(Items from a data source)
+++++

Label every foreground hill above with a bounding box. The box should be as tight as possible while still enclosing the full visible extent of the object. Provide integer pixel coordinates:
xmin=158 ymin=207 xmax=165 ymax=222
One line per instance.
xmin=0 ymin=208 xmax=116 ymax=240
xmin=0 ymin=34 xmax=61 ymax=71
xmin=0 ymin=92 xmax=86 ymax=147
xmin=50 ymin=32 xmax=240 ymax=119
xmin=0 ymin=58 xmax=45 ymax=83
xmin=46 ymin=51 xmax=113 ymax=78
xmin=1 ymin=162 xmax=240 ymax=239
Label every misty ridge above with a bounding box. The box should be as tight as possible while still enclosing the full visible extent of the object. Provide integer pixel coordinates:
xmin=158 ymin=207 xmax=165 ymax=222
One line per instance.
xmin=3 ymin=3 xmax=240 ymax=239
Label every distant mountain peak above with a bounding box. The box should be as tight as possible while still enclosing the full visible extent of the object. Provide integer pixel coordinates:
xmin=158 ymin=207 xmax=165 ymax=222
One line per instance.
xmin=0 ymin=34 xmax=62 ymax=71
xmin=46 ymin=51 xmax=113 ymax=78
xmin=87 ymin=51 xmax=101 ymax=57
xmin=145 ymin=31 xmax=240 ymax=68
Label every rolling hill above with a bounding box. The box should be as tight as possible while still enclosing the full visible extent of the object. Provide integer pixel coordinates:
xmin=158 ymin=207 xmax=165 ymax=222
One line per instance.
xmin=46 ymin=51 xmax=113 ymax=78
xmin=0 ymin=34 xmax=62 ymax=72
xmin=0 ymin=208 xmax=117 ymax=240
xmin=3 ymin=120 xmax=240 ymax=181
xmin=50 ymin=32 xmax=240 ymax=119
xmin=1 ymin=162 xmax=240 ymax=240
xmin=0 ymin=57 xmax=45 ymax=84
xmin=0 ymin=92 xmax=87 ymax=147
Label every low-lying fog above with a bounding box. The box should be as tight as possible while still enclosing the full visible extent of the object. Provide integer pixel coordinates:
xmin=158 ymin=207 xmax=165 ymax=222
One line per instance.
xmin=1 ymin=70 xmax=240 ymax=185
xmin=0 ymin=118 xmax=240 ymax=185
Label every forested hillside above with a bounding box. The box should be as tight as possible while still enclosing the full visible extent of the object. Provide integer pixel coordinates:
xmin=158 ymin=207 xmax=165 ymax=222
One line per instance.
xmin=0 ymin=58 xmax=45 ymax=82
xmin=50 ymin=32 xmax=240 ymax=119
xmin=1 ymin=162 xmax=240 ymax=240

+++++

• ASSIGNMENT: Pick out and copy the lines of the entries that hold the string "above".

• EXERCISE OUTPUT:
Label every foreground hill above with a bounding box. The box should be as tight as possible while still enclosing the full visible extent of the object. Provide integer pixel coordinates:
Label every misty ridge above with a bounding box. The box should be as tight as possible while still enclosing the full visible extent of the object. Provide integer pixel coordinates:
Label every distant mountain peak above with a bounding box. The box should be as tight as possible while still enclosing the full visible extent of the object. Provide integer pixel coordinates:
Label every rolling hill above with a bounding box. The box should be as tight as possible while still enclosing the full visible extent of the object. Provide integer pixel coordinates:
Label every low-lying fog above with a bounding box. The box should be as tight as possible while still enclosing the full visible extent of the object. Provide integer pixel coordinates:
Label every forested hillside above with a bounding box. The box should be as tight as possible while still enclosing the full visible extent of the object. Provide integer pixel coordinates:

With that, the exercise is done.